Document excerpt:
⟨

Jordan Caine never would have left his bass guitar and amp in storage.
The bass player for the heavy metal band Laval, whose other passions included growing hot peppers and smoking meat, got stuck in a low spot of his manic depression and died by suicide Aug. 13, 2014.
When his friend Andrea Milne found his guitar and other mementos in her basement, where he would jam with her boyfriend, she had no idea how long Caine’s treasured things had been tucked away. She’d seen him a few days earlier and he acted as if nothing was wrong. She later learned he had quit working and playing baseball, and put down his guitar — all signs of suicidal thoughts.
Sadly, the 27-year-old from Tecumseh, who friends called Cainer, decided to write the of end his story before seeing where his life’s journey could take him, Milne said.
“Your story isn’t over,” Milne said the day after the fourth anniversary of Caine’s death. “You can’t write the end of the book until you’ve lived through all the chapters. You’ve got to keep writing. You’ve got to keep living … And just know that you’re not alone.”
Milne and Caine had been friends for about five years. They had talked about her struggle with anxiety and his with bipolar disorder, a condition that often tempts those who have it to stop taking medication while they’re in the manic stage and feeling better.
There also are hurdles to access local mental health services, and Caine had gone to the emergency department several times but was not admitted, she said.
When she heard about his death, “I can just remember collapsing in the middle of the grocery store,” she said.
Her advice? Keep listening, and check up on friends and family who have mental health issues.
“Take that extra step. Don’t just say ‘I’m here.’ Give them a call. Give them a text.” Milne said. “Don’t just say ‘I’m here’ and leave the door open because often their negative conversation in their mind is telling them: ‘They’re just saying that just to feel sorry for me.’”

⟩

Source material:
⟨

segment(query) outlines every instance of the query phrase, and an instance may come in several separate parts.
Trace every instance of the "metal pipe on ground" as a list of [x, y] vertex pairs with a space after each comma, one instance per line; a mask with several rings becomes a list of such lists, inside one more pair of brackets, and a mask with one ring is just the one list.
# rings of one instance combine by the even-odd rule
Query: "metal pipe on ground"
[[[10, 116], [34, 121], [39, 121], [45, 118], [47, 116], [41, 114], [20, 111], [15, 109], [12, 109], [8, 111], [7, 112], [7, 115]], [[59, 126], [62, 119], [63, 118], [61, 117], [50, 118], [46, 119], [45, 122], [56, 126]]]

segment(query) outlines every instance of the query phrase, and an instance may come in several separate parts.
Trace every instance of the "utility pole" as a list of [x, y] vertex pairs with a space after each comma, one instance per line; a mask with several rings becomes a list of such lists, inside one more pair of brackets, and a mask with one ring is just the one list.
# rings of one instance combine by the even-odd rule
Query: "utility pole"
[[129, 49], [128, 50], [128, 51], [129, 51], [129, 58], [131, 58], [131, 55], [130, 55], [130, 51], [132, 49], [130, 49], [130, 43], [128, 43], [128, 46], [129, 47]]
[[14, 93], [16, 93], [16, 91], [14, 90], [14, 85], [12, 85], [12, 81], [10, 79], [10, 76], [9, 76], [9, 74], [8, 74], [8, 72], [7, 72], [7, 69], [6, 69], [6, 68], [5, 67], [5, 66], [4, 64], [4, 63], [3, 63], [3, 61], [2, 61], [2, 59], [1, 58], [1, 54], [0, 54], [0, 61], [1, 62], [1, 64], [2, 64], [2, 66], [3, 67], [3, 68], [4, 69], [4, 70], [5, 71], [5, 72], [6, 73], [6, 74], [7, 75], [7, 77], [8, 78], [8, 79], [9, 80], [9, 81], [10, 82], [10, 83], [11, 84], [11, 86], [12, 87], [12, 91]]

⟩

Prompt:
In the article about Jordan Caine, what was the name of the heavy metal band he played bass for? You won't need the lines to answer this.

Result of the task:
Laval